[start Records for the task]
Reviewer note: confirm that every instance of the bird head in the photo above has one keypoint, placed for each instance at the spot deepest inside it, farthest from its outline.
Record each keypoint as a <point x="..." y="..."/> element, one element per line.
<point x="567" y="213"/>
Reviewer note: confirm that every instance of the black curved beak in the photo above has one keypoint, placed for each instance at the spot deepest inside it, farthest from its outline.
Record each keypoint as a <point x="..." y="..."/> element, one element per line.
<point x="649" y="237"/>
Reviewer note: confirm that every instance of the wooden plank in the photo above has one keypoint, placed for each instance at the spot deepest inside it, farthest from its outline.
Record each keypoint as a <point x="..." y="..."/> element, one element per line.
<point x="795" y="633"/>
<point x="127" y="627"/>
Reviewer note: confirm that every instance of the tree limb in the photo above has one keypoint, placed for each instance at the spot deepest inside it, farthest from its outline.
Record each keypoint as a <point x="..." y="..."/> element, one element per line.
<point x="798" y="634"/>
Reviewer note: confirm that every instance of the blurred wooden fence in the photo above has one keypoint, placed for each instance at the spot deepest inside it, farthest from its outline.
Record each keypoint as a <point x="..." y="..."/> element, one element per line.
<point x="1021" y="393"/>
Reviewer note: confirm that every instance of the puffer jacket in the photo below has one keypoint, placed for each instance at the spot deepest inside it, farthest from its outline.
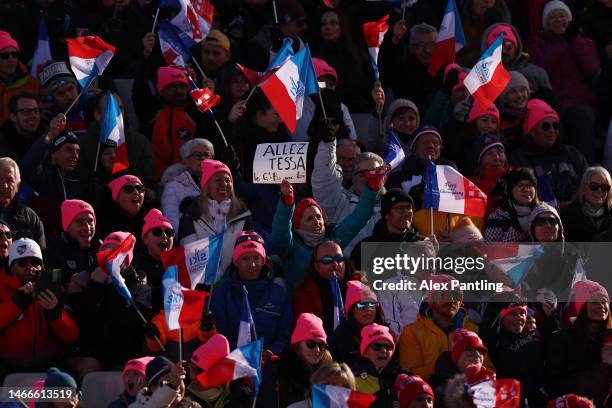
[end Records for the task]
**Task goal**
Rewrite all of the records above, changing every "Reviewer note" to "Annotator note" and keeping everything else the same. Leave the pictures out.

**Problem solution**
Annotator note: confirm that every instance of the bird head in the photo above has one keypoint, placed for each instance at the spot deepest inside it, farthest from its outline.
Record each keypoint as a <point x="..." y="..."/> element, one element per line.
<point x="567" y="213"/>
Annotator note: confirm that every instance of the black curved beak in the photo above has one keypoint, placed for each instance at the spot deepest inside it, farthest from its outline.
Record each keypoint as a <point x="..." y="..."/> element, one element per line.
<point x="649" y="237"/>
Annotator note: confirm that every instance of the wooden plank in the photo above has one keypoint, placed for each instance at the spot deepest inside it, farthest from its outline.
Record each keypoint as a <point x="..." y="..."/> element, one element per line.
<point x="795" y="633"/>
<point x="127" y="627"/>
Annotator note: confirm that every instance of the tree limb in the photo above has one keypoint, placed for each instance at the spot deepest inside it, farthest from its outline.
Record each keypoint as a <point x="..." y="..."/> element, one element per line.
<point x="798" y="634"/>
Annotator note: confirm that every instance of the blurred wooden fence in the photo above has one keypoint, placed for each instance at the spot deepest inside it, farthest from its outline.
Record each keypoint as a <point x="..." y="..."/> element, one element per line.
<point x="1021" y="393"/>
Annotator note: confirm that every instance of the puffer jacket in the photo below has one keypoint, placed for each instance at the spot deepest inside it, farthest from its outline.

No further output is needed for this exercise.